■ **Page**
This is the cleaver we're talking about, right? 

http://www.japaneseknifeimports.com/kitchen-knives/suien/suien-vc-chinese-cleaver.html


----------



## hax9215 (Feb 23, 2012)

Yes, I did not see that one.

Hax the Cook CLEAVERS RULE!!!


----------



## hax9215 (Feb 23, 2012)

btw, anyone else think it is time for a section dedicated to the REAL all purpose knife, aka cleaver?

Hax the Cook CLEAVERS RULE!!!


----------



## CalleNAK (Feb 23, 2012)

Andy777 said:


> There is one other option, on the cheap. (and everyone else listen to this) :bat: There is one big cleaver that has never gotten much respect or caught on much. It's the Town Food Service #1 slicer. It is basically a much cheaper version of the CCK 1101 and maybe 5% thicker (still super thin). I had one for a while and kinda miss it. The beast is 240x120 and only costs $30. I can't really comment on the steel other than it is adequate and roughly on par with the CCK's. The steel has never been the strong suite on those knives, with a blade that large and thin they cut like a dream even when dull. Here's the link:
> 
> http://www.chefsresource.com/no1.html



Do you know if it's carbon steel or stainless? Their web page says stainless in the title but carbon in the description.


----------



## Andy777 (Feb 23, 2012)

Unless they changed the item or something it is carbon. It's a big mother at 24x12 but a total steal for $30 IMHO. If you've never used a cleaver before you will get a baptism by fire with that one. :devilburn: There was a random guy that wrote a blog post about this TFS slicer ages ago. I'm going to see if I can track it down, it was pretty funny.


----------



## mr drinky (Feb 23, 2012)

Dave Martell said:


> That place is about to sell out of those cleavers and wonder why.



Yep. I took one off their books 

k.


----------



## mmingio2 (Feb 23, 2012)

Me too.



mr drinky said:


> Yep. I took one off their books
> 
> k.


----------



## kalaeb (Feb 23, 2012)

mmingio2 said:


> Me too.



Lol, guilty as well.


----------



## Crothcipt (Feb 23, 2012)

for less than 50 bucks can't go wrong. have been wanting to try one out. have to wait until tues tho.


----------



## SpikeC (Feb 23, 2012)

I picked this one up at a local chinese market as it looked like the CCK, but has different markings. Is this from a different factory?

■ **Exercise requirements**
1) In the cleaver thread, what price does Andy777 give for the Town Food Service #1 slicer?
2) Print the passage of the cleaver thread that begins at the words "Lol, guilty as" and stops after "until tues tho.".

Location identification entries
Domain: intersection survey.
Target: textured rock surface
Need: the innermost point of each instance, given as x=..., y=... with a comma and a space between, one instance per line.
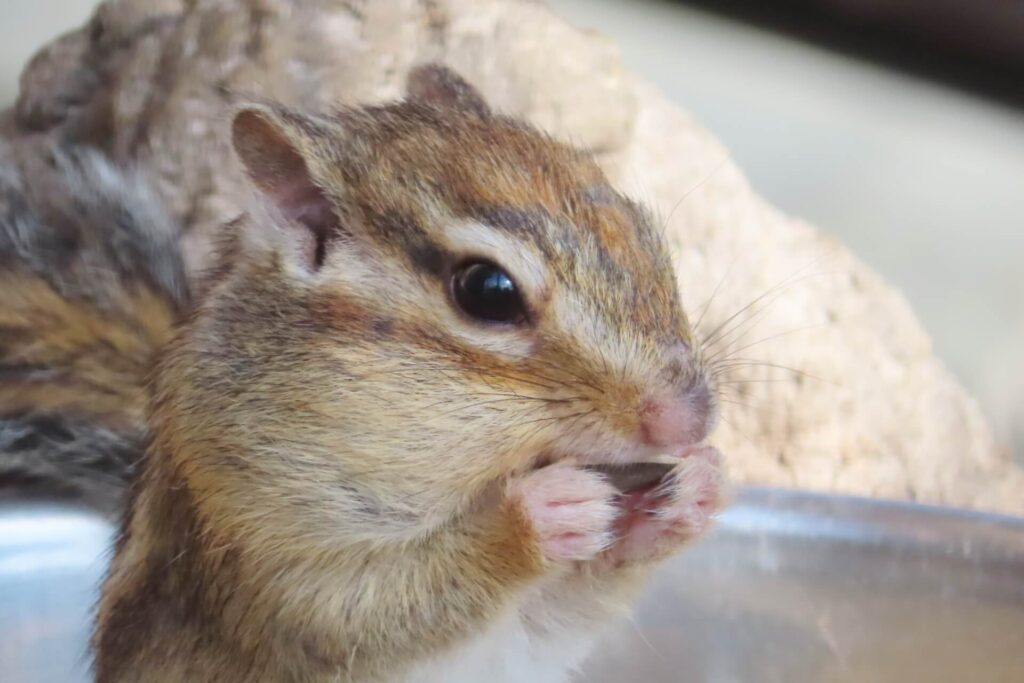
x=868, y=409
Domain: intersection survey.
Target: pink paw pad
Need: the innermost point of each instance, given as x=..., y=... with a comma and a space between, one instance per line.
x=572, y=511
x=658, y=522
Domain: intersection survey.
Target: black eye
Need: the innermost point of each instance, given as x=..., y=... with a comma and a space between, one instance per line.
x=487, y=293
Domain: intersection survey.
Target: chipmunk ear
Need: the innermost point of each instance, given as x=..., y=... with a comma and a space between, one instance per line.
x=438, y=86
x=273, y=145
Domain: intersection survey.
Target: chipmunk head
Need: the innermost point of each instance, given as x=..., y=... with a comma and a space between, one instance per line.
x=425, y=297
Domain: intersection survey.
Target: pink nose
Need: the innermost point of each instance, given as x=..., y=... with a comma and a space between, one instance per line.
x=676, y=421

■ **Correct answers**
1) $30

2)
Lol, guilty as well.


----------



## Crothcipt (Feb 23, 2012)

for less than 50 bucks can't go wrong. have been wanting to try one out. have to wait until tues tho.